### Records for the exercise
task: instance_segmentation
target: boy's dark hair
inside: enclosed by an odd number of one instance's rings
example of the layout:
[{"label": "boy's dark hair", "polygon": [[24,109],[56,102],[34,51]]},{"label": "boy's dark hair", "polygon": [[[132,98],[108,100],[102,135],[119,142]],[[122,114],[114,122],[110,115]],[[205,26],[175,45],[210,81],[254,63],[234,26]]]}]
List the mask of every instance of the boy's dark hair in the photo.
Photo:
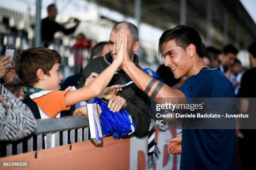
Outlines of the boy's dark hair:
[{"label": "boy's dark hair", "polygon": [[159,39],[158,46],[159,54],[162,58],[165,57],[163,53],[163,45],[171,40],[174,40],[176,45],[184,50],[189,44],[194,44],[197,53],[202,57],[202,39],[198,32],[192,27],[180,25],[164,32]]},{"label": "boy's dark hair", "polygon": [[55,4],[54,3],[54,4],[50,4],[47,7],[47,12],[49,12],[51,10],[51,8],[53,7],[56,8],[56,6],[55,5]]},{"label": "boy's dark hair", "polygon": [[108,41],[102,41],[92,47],[91,49],[91,60],[94,55],[97,57],[100,56],[101,54],[104,45],[109,44]]},{"label": "boy's dark hair", "polygon": [[15,81],[5,82],[3,85],[17,98],[21,95],[21,88],[24,86],[21,82]]},{"label": "boy's dark hair", "polygon": [[61,62],[61,57],[54,50],[43,47],[34,47],[24,50],[15,59],[16,72],[25,86],[32,88],[38,81],[36,71],[43,70],[45,75],[49,73],[53,65]]},{"label": "boy's dark hair", "polygon": [[224,47],[224,48],[223,48],[222,52],[225,55],[228,54],[229,53],[236,55],[238,53],[238,50],[237,50],[236,48],[233,45],[229,44],[228,45],[226,45]]},{"label": "boy's dark hair", "polygon": [[234,60],[234,63],[232,65],[232,66],[233,66],[236,64],[238,64],[238,64],[241,64],[241,62],[238,59],[236,59],[236,60]]},{"label": "boy's dark hair", "polygon": [[248,51],[251,53],[254,58],[256,58],[256,41],[253,42],[248,48]]}]

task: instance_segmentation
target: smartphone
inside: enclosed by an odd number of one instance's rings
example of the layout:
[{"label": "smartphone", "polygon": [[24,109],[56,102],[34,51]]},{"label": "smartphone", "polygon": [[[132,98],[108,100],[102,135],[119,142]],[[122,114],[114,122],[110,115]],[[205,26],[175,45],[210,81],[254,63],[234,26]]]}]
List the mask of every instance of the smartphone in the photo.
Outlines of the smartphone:
[{"label": "smartphone", "polygon": [[[11,55],[11,57],[9,58],[8,60],[13,60],[13,57],[14,57],[14,55],[15,54],[15,51],[16,50],[16,48],[15,47],[6,47],[6,49],[5,50],[5,56],[6,56],[7,55]],[[8,63],[7,64],[7,65],[11,66],[12,65],[11,63]]]}]

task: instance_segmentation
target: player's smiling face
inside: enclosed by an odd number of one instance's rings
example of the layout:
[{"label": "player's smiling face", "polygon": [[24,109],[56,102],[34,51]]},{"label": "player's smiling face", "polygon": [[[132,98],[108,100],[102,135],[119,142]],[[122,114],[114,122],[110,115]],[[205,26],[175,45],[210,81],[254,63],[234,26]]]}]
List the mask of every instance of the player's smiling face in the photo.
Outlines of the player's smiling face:
[{"label": "player's smiling face", "polygon": [[164,65],[171,69],[174,78],[179,79],[187,76],[193,63],[186,51],[177,46],[174,40],[164,43],[162,50]]}]

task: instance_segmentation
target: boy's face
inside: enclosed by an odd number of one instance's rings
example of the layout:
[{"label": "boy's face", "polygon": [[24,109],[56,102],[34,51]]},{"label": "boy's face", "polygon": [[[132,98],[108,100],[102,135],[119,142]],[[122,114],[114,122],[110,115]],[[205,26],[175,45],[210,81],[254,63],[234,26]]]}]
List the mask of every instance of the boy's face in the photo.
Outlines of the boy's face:
[{"label": "boy's face", "polygon": [[171,69],[174,78],[177,79],[187,76],[193,65],[186,51],[177,46],[173,40],[164,43],[162,48],[165,56],[164,65]]},{"label": "boy's face", "polygon": [[54,65],[51,70],[49,71],[50,75],[45,75],[44,89],[46,90],[57,90],[63,77],[59,73],[59,63]]}]

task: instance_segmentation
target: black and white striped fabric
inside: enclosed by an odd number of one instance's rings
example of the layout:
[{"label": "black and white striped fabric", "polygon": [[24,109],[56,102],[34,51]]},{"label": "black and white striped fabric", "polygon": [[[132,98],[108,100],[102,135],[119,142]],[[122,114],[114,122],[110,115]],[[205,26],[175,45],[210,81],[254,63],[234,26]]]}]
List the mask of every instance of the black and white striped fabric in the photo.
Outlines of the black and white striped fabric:
[{"label": "black and white striped fabric", "polygon": [[160,154],[160,151],[156,143],[155,138],[155,129],[152,127],[148,132],[148,169],[154,167],[156,161],[159,158]]},{"label": "black and white striped fabric", "polygon": [[28,107],[0,84],[0,141],[22,139],[34,132],[36,122]]}]

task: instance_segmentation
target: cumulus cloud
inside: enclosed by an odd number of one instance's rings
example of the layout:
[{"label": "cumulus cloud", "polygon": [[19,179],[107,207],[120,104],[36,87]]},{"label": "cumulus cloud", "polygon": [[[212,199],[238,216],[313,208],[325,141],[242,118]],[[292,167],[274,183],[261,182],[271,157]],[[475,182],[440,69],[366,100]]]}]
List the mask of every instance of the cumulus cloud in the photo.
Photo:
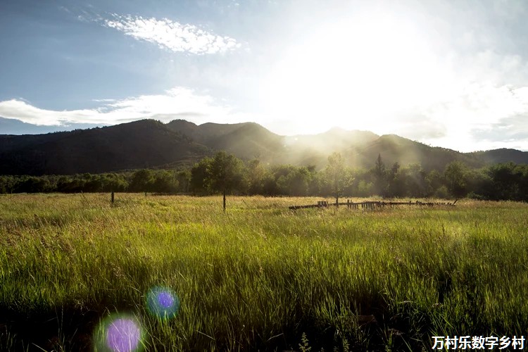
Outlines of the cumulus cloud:
[{"label": "cumulus cloud", "polygon": [[189,118],[196,123],[248,119],[213,97],[177,87],[164,94],[142,95],[121,100],[99,99],[103,105],[93,109],[57,111],[42,109],[18,99],[0,101],[0,116],[33,125],[61,126],[72,123],[115,125],[144,118],[169,122]]},{"label": "cumulus cloud", "polygon": [[113,15],[103,20],[103,25],[137,39],[157,44],[175,52],[195,54],[224,53],[241,44],[233,38],[220,36],[189,24],[167,18],[144,18],[141,16]]}]

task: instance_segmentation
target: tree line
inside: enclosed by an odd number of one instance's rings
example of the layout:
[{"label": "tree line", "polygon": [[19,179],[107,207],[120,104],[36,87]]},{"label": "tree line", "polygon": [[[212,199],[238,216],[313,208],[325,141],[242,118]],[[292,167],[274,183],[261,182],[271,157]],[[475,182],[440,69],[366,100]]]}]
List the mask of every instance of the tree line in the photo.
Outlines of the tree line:
[{"label": "tree line", "polygon": [[325,168],[244,162],[225,151],[182,170],[139,170],[75,175],[0,176],[0,193],[153,192],[263,196],[463,198],[528,201],[528,165],[513,163],[470,168],[460,161],[426,172],[420,164],[351,168],[334,153]]}]

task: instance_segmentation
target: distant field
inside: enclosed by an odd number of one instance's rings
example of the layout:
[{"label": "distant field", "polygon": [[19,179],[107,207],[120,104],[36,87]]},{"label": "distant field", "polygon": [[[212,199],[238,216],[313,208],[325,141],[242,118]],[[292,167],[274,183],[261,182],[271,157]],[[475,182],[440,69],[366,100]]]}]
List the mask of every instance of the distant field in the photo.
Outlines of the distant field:
[{"label": "distant field", "polygon": [[108,351],[118,320],[139,339],[116,351],[528,337],[528,204],[288,209],[318,200],[0,196],[0,349]]}]

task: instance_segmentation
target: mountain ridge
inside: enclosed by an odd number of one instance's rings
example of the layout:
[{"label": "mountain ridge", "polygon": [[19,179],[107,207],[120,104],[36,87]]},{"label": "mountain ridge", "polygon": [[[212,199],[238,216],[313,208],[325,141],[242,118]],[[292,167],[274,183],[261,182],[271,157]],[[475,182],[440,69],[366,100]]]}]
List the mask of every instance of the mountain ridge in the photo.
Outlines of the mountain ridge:
[{"label": "mountain ridge", "polygon": [[189,165],[225,150],[242,159],[265,165],[313,165],[323,168],[334,151],[348,165],[370,168],[378,154],[385,165],[420,163],[442,170],[453,161],[472,168],[513,161],[528,163],[528,152],[494,149],[460,153],[398,136],[332,128],[318,134],[276,134],[256,122],[196,125],[185,120],[163,123],[142,120],[44,134],[0,134],[0,174],[70,175],[144,168]]}]

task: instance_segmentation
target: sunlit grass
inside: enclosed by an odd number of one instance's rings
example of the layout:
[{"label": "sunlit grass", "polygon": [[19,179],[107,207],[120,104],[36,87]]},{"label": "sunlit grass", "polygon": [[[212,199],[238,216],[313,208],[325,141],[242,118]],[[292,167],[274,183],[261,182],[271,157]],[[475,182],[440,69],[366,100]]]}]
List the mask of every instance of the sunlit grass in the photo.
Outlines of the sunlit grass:
[{"label": "sunlit grass", "polygon": [[[224,213],[216,196],[0,196],[0,348],[85,349],[113,313],[137,317],[147,351],[526,333],[528,205],[288,209],[318,200],[228,197]],[[175,318],[149,314],[157,286]]]}]

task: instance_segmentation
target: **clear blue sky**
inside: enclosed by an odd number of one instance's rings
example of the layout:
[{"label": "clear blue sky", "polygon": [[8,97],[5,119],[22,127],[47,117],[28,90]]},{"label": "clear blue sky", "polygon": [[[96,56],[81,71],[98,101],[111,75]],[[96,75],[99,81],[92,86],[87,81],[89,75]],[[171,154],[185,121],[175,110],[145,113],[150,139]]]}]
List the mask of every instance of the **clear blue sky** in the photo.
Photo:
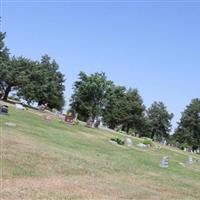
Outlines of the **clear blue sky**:
[{"label": "clear blue sky", "polygon": [[[133,1],[132,1],[133,2]],[[70,3],[2,1],[2,31],[12,54],[47,53],[66,75],[66,99],[80,70],[138,88],[148,107],[175,114],[200,97],[200,2]]]}]

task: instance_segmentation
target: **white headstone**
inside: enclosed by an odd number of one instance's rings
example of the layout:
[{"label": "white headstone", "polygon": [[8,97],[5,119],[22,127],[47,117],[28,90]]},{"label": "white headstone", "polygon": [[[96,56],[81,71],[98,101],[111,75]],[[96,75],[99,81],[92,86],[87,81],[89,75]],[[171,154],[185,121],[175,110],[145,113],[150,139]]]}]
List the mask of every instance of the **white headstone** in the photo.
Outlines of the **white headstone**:
[{"label": "white headstone", "polygon": [[188,157],[188,164],[189,165],[192,165],[193,164],[193,159],[191,156]]},{"label": "white headstone", "polygon": [[133,142],[131,140],[131,138],[125,138],[125,141],[124,141],[125,145],[128,146],[128,147],[131,147],[133,145]]},{"label": "white headstone", "polygon": [[168,156],[164,156],[162,158],[160,167],[162,167],[162,168],[168,168],[168,166],[169,166],[169,157]]},{"label": "white headstone", "polygon": [[21,104],[15,104],[15,108],[19,110],[25,110],[24,106],[22,106]]}]

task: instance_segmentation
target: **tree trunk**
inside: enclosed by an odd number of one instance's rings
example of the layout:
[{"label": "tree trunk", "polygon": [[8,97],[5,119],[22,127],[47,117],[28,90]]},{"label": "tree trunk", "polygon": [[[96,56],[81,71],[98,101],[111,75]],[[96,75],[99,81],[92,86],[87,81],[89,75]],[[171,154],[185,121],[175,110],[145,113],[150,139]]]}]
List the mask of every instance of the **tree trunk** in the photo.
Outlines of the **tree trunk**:
[{"label": "tree trunk", "polygon": [[127,124],[127,127],[126,127],[126,133],[127,134],[129,133],[129,130],[130,130],[130,126],[129,126],[129,124]]},{"label": "tree trunk", "polygon": [[6,88],[5,93],[4,93],[4,96],[3,96],[3,100],[4,100],[4,101],[7,101],[8,95],[9,95],[9,93],[10,93],[10,91],[11,91],[11,88],[12,88],[12,86],[10,86],[10,85]]}]

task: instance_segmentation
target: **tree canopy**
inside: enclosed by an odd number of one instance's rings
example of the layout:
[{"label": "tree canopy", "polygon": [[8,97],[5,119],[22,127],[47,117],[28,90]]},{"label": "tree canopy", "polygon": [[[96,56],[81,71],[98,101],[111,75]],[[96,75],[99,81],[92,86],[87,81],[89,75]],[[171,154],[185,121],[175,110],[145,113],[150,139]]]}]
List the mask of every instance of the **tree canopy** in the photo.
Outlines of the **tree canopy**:
[{"label": "tree canopy", "polygon": [[79,80],[74,83],[74,93],[71,98],[71,108],[79,113],[79,117],[87,120],[102,114],[105,105],[106,94],[109,86],[105,73],[87,75],[79,73]]},{"label": "tree canopy", "polygon": [[48,55],[41,61],[25,57],[10,57],[4,43],[5,33],[0,32],[0,91],[7,100],[12,90],[20,97],[38,104],[48,104],[50,108],[64,106],[64,75],[55,60]]},{"label": "tree canopy", "polygon": [[173,114],[167,111],[163,102],[154,102],[147,110],[147,119],[151,138],[161,141],[168,138],[171,131]]},{"label": "tree canopy", "polygon": [[193,99],[182,113],[175,138],[180,144],[200,147],[200,99]]}]

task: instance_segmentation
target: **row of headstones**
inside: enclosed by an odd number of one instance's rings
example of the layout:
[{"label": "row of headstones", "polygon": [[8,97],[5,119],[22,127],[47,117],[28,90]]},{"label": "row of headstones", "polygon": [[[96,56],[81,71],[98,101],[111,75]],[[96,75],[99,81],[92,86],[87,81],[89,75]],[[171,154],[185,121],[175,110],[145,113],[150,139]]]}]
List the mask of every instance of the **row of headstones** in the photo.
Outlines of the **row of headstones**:
[{"label": "row of headstones", "polygon": [[184,148],[184,151],[190,152],[190,153],[200,153],[200,149],[192,150],[192,148]]},{"label": "row of headstones", "polygon": [[8,114],[8,106],[7,105],[0,105],[0,114]]},{"label": "row of headstones", "polygon": [[[189,156],[186,163],[189,164],[189,165],[192,165],[193,164],[193,158],[191,156]],[[169,157],[168,156],[164,156],[162,158],[160,167],[162,167],[162,168],[168,168],[169,167]]]}]

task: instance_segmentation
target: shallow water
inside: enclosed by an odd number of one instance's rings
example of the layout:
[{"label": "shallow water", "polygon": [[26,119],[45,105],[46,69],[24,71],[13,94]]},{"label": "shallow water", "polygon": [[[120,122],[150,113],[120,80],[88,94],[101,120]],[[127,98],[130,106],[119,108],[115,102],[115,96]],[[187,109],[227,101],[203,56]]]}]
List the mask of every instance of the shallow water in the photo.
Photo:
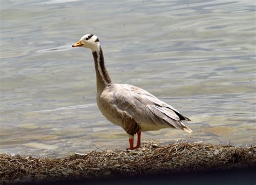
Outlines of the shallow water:
[{"label": "shallow water", "polygon": [[60,157],[128,146],[96,104],[90,51],[100,40],[114,83],[132,84],[192,120],[142,140],[255,145],[253,1],[1,1],[0,153]]}]

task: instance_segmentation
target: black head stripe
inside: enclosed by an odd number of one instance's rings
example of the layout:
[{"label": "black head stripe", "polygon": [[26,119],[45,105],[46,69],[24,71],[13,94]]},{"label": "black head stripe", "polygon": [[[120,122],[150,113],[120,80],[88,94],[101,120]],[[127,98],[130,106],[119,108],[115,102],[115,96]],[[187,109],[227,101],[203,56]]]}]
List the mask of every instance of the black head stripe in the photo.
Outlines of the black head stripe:
[{"label": "black head stripe", "polygon": [[92,35],[89,35],[89,36],[88,36],[88,38],[89,38],[89,39],[90,39],[91,38],[92,38],[92,37],[93,36],[94,36],[94,35],[92,35]]}]

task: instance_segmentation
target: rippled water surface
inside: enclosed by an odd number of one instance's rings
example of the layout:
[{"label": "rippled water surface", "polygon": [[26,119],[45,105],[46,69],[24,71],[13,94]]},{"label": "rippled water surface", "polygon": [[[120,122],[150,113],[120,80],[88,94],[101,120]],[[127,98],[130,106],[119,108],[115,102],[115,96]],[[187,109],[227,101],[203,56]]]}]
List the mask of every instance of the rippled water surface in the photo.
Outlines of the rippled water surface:
[{"label": "rippled water surface", "polygon": [[0,153],[60,157],[123,149],[127,138],[96,104],[97,35],[114,83],[192,120],[143,141],[255,145],[254,1],[1,1]]}]

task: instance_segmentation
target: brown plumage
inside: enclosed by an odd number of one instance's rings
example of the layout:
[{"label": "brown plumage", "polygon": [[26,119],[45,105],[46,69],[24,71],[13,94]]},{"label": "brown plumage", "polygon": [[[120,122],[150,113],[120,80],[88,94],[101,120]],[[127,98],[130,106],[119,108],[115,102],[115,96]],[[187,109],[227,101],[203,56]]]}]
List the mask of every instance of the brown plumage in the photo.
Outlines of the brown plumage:
[{"label": "brown plumage", "polygon": [[[98,106],[108,120],[126,131],[129,137],[129,149],[140,146],[141,131],[172,128],[192,132],[183,122],[190,119],[171,105],[140,88],[113,84],[105,67],[99,39],[95,35],[85,35],[72,46],[92,50],[96,72]],[[137,145],[133,147],[134,135],[137,133]]]}]

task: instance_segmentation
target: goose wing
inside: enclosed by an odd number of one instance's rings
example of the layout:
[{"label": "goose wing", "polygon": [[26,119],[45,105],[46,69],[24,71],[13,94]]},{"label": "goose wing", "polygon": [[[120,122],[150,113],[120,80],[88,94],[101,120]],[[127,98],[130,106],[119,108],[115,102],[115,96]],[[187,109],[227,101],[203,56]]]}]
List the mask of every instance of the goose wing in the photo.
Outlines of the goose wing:
[{"label": "goose wing", "polygon": [[113,94],[114,105],[129,113],[138,123],[192,132],[182,122],[183,120],[190,120],[170,105],[140,88],[128,84],[115,85]]}]

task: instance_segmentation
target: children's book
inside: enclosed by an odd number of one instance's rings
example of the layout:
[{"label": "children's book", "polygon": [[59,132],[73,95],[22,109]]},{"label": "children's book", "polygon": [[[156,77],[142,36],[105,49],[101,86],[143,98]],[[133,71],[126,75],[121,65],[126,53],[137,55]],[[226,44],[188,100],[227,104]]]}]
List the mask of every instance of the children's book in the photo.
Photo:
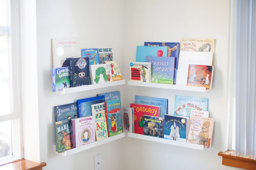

### Stated exercise
Collect and copy in full each line of the entries above that contains the string "children".

### The response
target: children's book
[{"label": "children's book", "polygon": [[59,132],[73,95],[22,109]]},{"label": "children's book", "polygon": [[[156,77],[142,36],[105,49],[101,86],[143,98]],[[133,71],[126,75],[121,65],[126,53],[137,55]],[[226,44],[188,100],[227,104]]]}]
List the mask of every instance of the children's book in the photo.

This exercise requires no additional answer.